▶ Task to complete: Go through the lines below and copy any that hold the string "plate".
▼
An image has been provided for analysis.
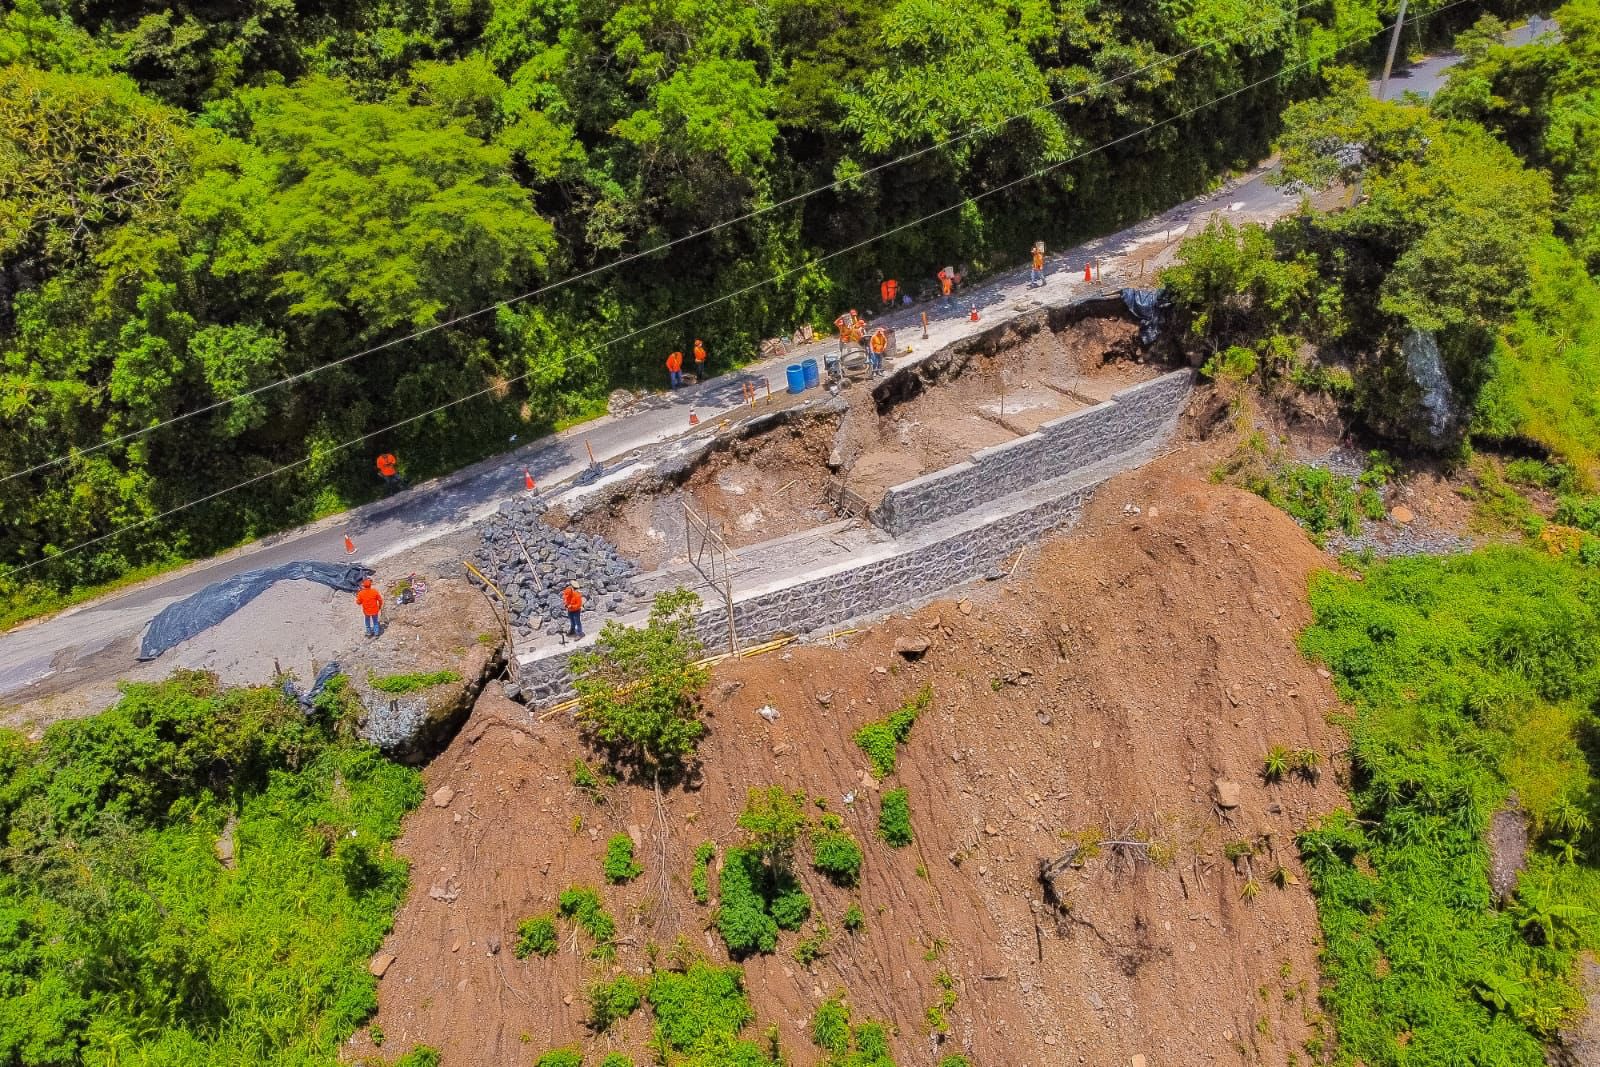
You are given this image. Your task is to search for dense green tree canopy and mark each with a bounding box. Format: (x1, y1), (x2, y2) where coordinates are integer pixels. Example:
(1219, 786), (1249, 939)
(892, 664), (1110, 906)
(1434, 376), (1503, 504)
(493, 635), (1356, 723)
▲
▼
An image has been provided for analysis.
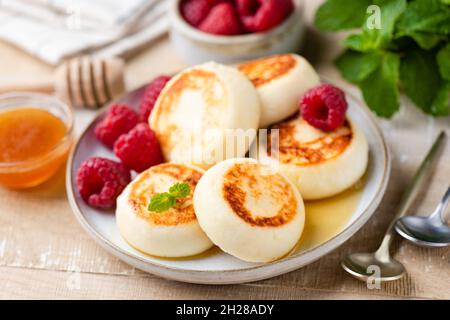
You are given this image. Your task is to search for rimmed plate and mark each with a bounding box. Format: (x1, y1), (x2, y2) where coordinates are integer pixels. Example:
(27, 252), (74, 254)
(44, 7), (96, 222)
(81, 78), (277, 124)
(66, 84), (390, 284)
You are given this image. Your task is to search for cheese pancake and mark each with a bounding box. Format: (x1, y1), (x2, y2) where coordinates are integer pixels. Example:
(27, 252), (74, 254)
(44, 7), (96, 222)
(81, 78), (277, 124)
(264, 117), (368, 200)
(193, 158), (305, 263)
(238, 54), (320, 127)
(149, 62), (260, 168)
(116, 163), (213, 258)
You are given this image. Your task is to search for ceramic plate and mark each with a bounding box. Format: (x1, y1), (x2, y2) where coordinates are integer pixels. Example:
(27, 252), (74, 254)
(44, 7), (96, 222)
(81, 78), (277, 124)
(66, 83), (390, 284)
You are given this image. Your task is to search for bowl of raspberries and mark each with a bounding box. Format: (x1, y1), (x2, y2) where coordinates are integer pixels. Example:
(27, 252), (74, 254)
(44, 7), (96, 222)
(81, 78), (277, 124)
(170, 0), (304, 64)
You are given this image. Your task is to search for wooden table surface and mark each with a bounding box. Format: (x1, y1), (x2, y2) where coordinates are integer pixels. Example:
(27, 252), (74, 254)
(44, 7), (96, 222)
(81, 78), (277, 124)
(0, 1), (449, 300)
▲
▶ Exercise result:
You are given this image. Your task is to search for rimmed plate and mark each with a bounding box. Format: (x1, y1), (x2, y2) where coordinates are integer pixels. Example:
You are given this image. Your task is to search for ceramic plate and mark each with a bounding box. Format: (x1, y1), (x2, y2) where coordinates are integer pixels. Example:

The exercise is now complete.